What the task asks:
Starting at the first line of the data, print every line up to and including the one with "box: [742, 1247, 988, 1476]", but no pictures.

Excerpted data:
□ □ □ □ □ □ □
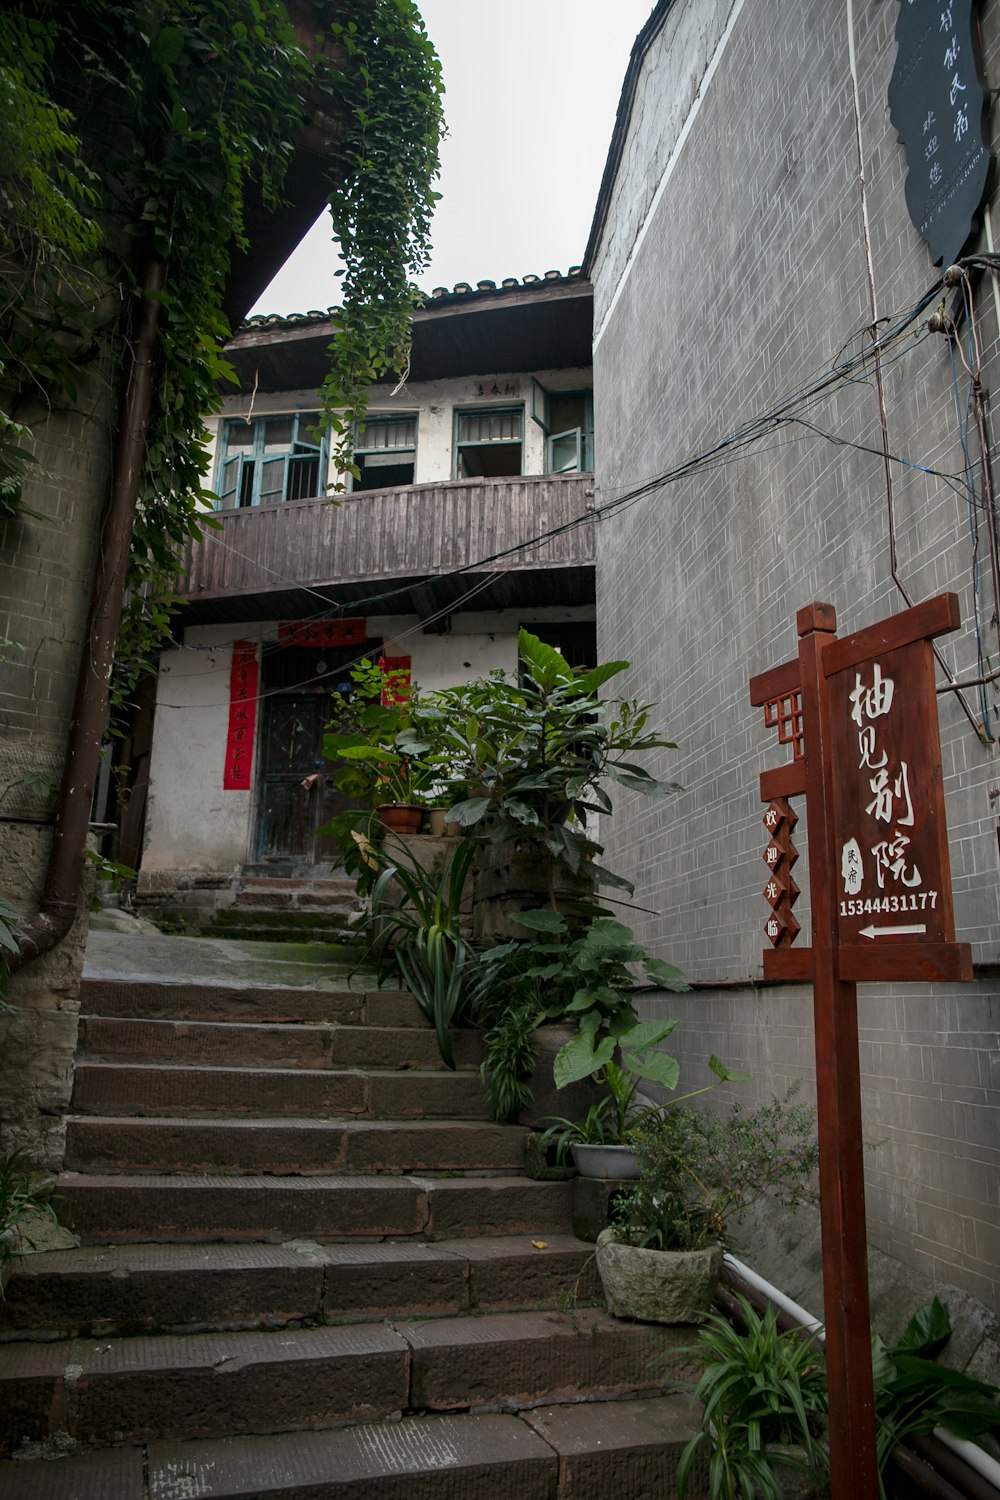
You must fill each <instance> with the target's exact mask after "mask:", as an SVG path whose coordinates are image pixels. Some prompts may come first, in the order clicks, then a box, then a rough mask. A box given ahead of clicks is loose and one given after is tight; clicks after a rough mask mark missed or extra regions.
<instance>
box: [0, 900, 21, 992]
mask: <svg viewBox="0 0 1000 1500" xmlns="http://www.w3.org/2000/svg"><path fill="white" fill-rule="evenodd" d="M19 921H21V913H19V912H18V909H16V906H12V904H10V901H7V900H6V898H4V897H3V895H0V1011H9V1010H12V1007H10V1005H9V1004H7V1001H6V999H4V996H6V993H7V975H9V972H10V963H9V957H10V956H15V954H18V953H21V944H19V942H18V939H16V936H15V933H16V930H18V924H19Z"/></svg>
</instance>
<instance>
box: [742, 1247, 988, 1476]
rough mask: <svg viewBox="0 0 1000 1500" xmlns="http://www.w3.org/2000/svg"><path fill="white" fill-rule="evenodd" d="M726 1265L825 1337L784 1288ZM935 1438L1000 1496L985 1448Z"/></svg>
mask: <svg viewBox="0 0 1000 1500" xmlns="http://www.w3.org/2000/svg"><path fill="white" fill-rule="evenodd" d="M726 1265H727V1266H732V1268H733V1271H735V1272H736V1275H739V1277H742V1278H744V1281H748V1283H750V1286H751V1287H756V1289H757V1292H762V1293H763V1295H765V1296H766V1298H769V1299H771V1301H772V1302H774V1304H775V1307H780V1308H781V1311H783V1313H787V1314H789V1317H792V1319H795V1322H796V1323H801V1325H802V1328H807V1329H808V1331H810V1334H814V1332H817V1329H819V1334H820V1338H822V1337H823V1325H822V1323H820V1320H819V1319H816V1317H813V1314H811V1313H807V1310H805V1308H804V1307H801V1305H799V1304H798V1302H793V1301H792V1298H787V1296H786V1295H784V1292H781V1289H780V1287H775V1286H774V1284H772V1283H771V1281H765V1278H763V1277H762V1275H759V1274H757V1272H756V1271H753V1269H751V1268H750V1266H747V1265H745V1263H744V1262H742V1260H738V1259H736V1256H726ZM934 1437H936V1439H937V1440H939V1443H943V1445H945V1448H951V1451H952V1454H957V1455H958V1458H961V1460H963V1463H966V1464H969V1467H970V1469H975V1470H976V1473H978V1475H979V1476H981V1478H982V1479H985V1481H987V1484H991V1485H993V1487H994V1488H996V1490H997V1493H999V1494H1000V1464H999V1463H997V1460H996V1458H993V1457H991V1455H990V1454H988V1452H987V1451H985V1449H984V1448H979V1445H978V1443H970V1442H969V1440H967V1439H964V1437H955V1434H954V1433H949V1431H948V1430H946V1428H943V1427H936V1428H934Z"/></svg>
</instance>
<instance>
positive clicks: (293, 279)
mask: <svg viewBox="0 0 1000 1500" xmlns="http://www.w3.org/2000/svg"><path fill="white" fill-rule="evenodd" d="M651 9H652V0H420V10H421V15H423V18H424V24H426V27H427V34H429V36H430V40H432V42H433V43H435V46H436V49H438V55H439V57H441V66H442V71H444V84H445V99H444V108H445V120H447V124H448V138H447V139H445V141H444V144H442V147H441V178H439V181H438V184H436V187H438V192H441V193H442V199H441V202H439V204H438V210H436V214H435V222H433V258H432V261H430V267H429V270H427V272H426V273H424V275H423V276H421V278H420V285H421V288H423V290H424V291H430V290H432V288H433V287H448V288H451V287H454V284H456V282H460V281H465V282H471V285H472V287H475V284H477V281H495V282H496V284H498V285H499V282H501V281H502V279H504V278H505V276H517V278H520V276H526V275H531V273H534V275H535V276H541V275H543V273H544V272H547V270H558V272H564V273H565V272H568V269H570V266H579V264H580V263H582V260H583V251H585V249H586V242H588V236H589V233H591V219H592V217H594V207H595V204H597V190H598V186H600V181H601V174H603V171H604V160H606V157H607V148H609V145H610V139H612V129H613V126H615V113H616V110H618V99H619V95H621V87H622V83H624V78H625V68H627V66H628V54H630V52H631V46H633V42H634V40H636V36H637V34H639V31H640V30H642V27H643V26H645V23H646V20H648V17H649V12H651ZM336 266H337V260H336V251H334V246H333V242H331V237H330V231H328V226H327V220H325V219H321V220H319V223H318V225H316V226H315V228H313V229H312V231H310V233H309V234H307V236H306V239H304V240H303V242H301V245H300V246H298V249H297V251H295V254H294V255H292V257H291V260H288V261H286V264H285V266H283V267H282V270H280V272H279V273H277V276H276V278H274V281H273V282H271V285H270V287H268V288H267V291H265V293H264V296H262V297H261V299H259V300H258V302H256V305H255V306H253V308H252V312H274V314H289V312H307V311H309V309H310V308H328V306H333V305H336V303H337V300H339V282H337V281H336V278H334V276H333V272H334V269H336Z"/></svg>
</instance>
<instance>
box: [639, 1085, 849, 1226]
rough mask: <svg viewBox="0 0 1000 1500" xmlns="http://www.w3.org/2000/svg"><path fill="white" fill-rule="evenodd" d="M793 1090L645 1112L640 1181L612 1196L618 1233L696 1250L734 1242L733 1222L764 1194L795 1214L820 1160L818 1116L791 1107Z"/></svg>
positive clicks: (811, 1186) (807, 1198) (811, 1179)
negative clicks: (716, 1102) (753, 1101)
mask: <svg viewBox="0 0 1000 1500" xmlns="http://www.w3.org/2000/svg"><path fill="white" fill-rule="evenodd" d="M709 1088H711V1085H709ZM793 1094H795V1086H793V1088H792V1089H790V1091H789V1092H787V1094H786V1095H784V1098H781V1100H777V1098H775V1100H772V1101H771V1104H765V1106H760V1107H759V1109H756V1110H745V1109H742V1106H739V1104H735V1106H733V1107H732V1110H730V1112H729V1113H727V1115H721V1116H720V1115H706V1113H700V1112H699V1110H691V1109H687V1107H685V1106H682V1104H678V1103H675V1104H672V1106H670V1107H669V1109H666V1110H661V1112H657V1113H648V1115H646V1116H645V1118H643V1119H642V1121H640V1124H639V1125H637V1127H636V1130H634V1131H633V1133H631V1145H633V1151H634V1154H636V1157H637V1158H639V1182H637V1184H636V1187H634V1188H633V1190H630V1191H628V1193H627V1194H622V1197H621V1199H619V1200H618V1205H616V1209H615V1233H616V1236H618V1238H619V1239H622V1241H625V1242H628V1244H633V1245H642V1247H646V1248H651V1250H702V1248H703V1247H705V1245H709V1244H714V1242H717V1241H721V1242H723V1244H724V1245H726V1244H730V1241H732V1227H733V1224H738V1223H739V1221H741V1220H742V1218H744V1215H745V1214H747V1212H748V1209H750V1208H751V1206H753V1205H754V1203H756V1202H759V1200H760V1199H762V1197H765V1196H768V1197H772V1199H774V1200H775V1202H777V1203H778V1205H781V1208H784V1209H787V1211H789V1212H793V1211H795V1209H796V1208H798V1206H799V1205H801V1203H802V1202H805V1200H807V1199H810V1197H811V1196H813V1179H814V1173H816V1167H817V1164H819V1146H817V1140H816V1118H814V1115H813V1112H811V1110H810V1109H807V1107H805V1106H802V1104H792V1097H793ZM688 1097H690V1095H688Z"/></svg>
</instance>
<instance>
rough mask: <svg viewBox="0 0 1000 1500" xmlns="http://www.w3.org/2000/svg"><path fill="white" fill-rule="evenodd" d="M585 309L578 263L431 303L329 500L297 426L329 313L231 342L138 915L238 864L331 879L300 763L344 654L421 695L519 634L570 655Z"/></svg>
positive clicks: (589, 510) (177, 669) (319, 381)
mask: <svg viewBox="0 0 1000 1500" xmlns="http://www.w3.org/2000/svg"><path fill="white" fill-rule="evenodd" d="M591 312H592V294H591V287H589V282H586V281H585V279H583V276H582V273H580V272H579V270H574V272H570V273H568V275H565V276H564V275H559V273H555V272H549V273H547V275H546V276H541V278H538V276H526V278H523V281H507V282H504V284H502V285H501V287H495V285H493V284H492V282H483V284H480V285H478V287H475V288H472V287H469V285H459V287H456V288H454V291H444V290H438V291H435V293H433V294H432V296H430V297H429V299H427V300H426V303H424V306H423V308H420V309H418V311H417V312H415V315H414V338H412V354H411V362H409V369H408V372H406V375H405V378H403V380H402V381H399V384H397V386H394V387H393V386H385V387H379V389H375V390H372V393H370V408H369V413H367V419H366V425H364V431H363V432H360V434H358V440H357V468H358V475H357V477H348V480H346V484H348V487H346V492H343V493H337V492H334V487H333V486H334V484H336V483H337V478H339V475H336V474H333V472H331V471H330V458H328V447H327V440H325V438H324V437H321V435H318V432H316V417H318V389H319V386H321V384H322V378H324V374H325V369H327V347H328V344H330V338H331V321H330V315H328V314H304V315H301V317H289V318H273V317H267V318H265V317H256V318H250V320H249V321H247V323H246V324H244V326H243V327H241V329H240V330H238V332H237V335H235V338H234V339H232V342H231V345H229V347H228V359H229V360H231V363H232V366H234V369H235V372H237V375H238V381H240V384H238V392H237V393H234V395H232V396H231V398H229V399H228V401H226V405H225V410H223V413H222V416H220V417H219V420H217V423H216V425H214V453H213V463H214V489H216V492H217V495H219V510H217V514H216V516H214V517H213V519H214V522H216V523H217V529H207V531H205V535H204V538H202V541H201V543H198V544H195V546H192V547H189V549H187V552H186V553H184V555H183V559H181V582H180V585H178V592H180V594H181V597H183V598H184V601H186V606H184V609H183V612H181V616H180V622H181V627H183V628H181V634H180V640H178V645H177V649H174V651H168V652H166V654H165V655H163V658H162V663H160V670H159V679H157V690H156V715H154V733H153V744H151V759H150V766H148V798H147V804H145V841H144V849H142V859H141V874H139V898H141V900H142V901H144V903H157V901H162V900H169V901H171V903H172V904H177V901H180V903H181V904H183V903H184V901H187V903H189V904H192V906H195V907H196V906H202V907H204V906H208V907H211V906H213V904H225V903H226V901H228V900H231V898H232V892H234V891H235V889H237V886H238V882H240V876H241V873H243V871H246V868H247V867H253V868H255V870H258V873H259V871H261V870H265V871H271V873H276V874H292V873H295V874H300V873H301V871H304V870H307V868H325V870H327V871H328V870H330V865H331V861H333V859H334V858H336V847H334V844H333V843H331V841H330V838H327V837H324V835H322V834H321V832H319V829H321V828H322V825H324V823H325V822H327V819H328V817H330V814H331V811H334V810H336V808H337V807H339V805H342V804H339V801H337V793H336V792H334V790H333V789H331V787H330V786H328V783H327V778H325V775H322V774H321V775H319V777H318V778H316V777H313V772H316V771H319V772H322V769H324V760H322V754H321V744H322V730H324V724H325V723H327V721H328V718H330V708H331V697H333V696H336V694H340V693H343V691H345V688H346V687H348V685H349V669H351V666H352V663H355V661H358V660H360V658H363V657H366V655H367V657H370V658H379V657H384V658H385V660H388V661H391V664H393V667H394V670H400V672H409V673H411V678H412V681H414V682H415V684H418V685H420V687H424V688H433V687H444V685H450V684H454V682H460V681H466V679H469V678H474V676H478V675H483V673H486V672H489V670H492V669H495V667H502V669H505V670H514V669H516V664H517V648H516V643H517V630H519V627H522V625H528V627H529V628H532V630H534V631H535V633H538V634H541V636H543V637H546V639H550V640H552V642H553V643H558V645H559V646H561V648H562V649H565V651H567V652H568V654H570V655H571V657H573V658H574V660H577V661H580V663H592V660H594V633H595V625H594V531H592V468H594V459H592V444H594V420H592V410H594V408H592V380H591V327H592V321H591ZM309 777H313V780H312V783H310V784H309V786H303V781H304V780H306V778H309Z"/></svg>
□ □ □ □ □ □ □
Output below:
You must fill each <instance> with the target's exact mask after "mask:", as an SVG path whose coordinates are image pixels. Some prompts may come first, in the order clicks, then a box, then a rough mask. A box given ahead of clicks is loose and one given after is tight; clicks after a rough mask mark missed or extra regions.
<instance>
box: [0, 900, 21, 992]
mask: <svg viewBox="0 0 1000 1500" xmlns="http://www.w3.org/2000/svg"><path fill="white" fill-rule="evenodd" d="M19 921H21V913H19V912H18V909H16V906H12V904H10V901H7V900H6V898H4V897H3V895H0V1011H9V1010H12V1007H10V1005H9V1004H7V1001H6V999H4V996H6V993H7V975H9V972H10V963H9V957H10V956H15V954H18V953H21V944H19V942H18V939H16V936H15V933H16V930H18V924H19Z"/></svg>
</instance>
<instance>
box: [742, 1247, 988, 1476]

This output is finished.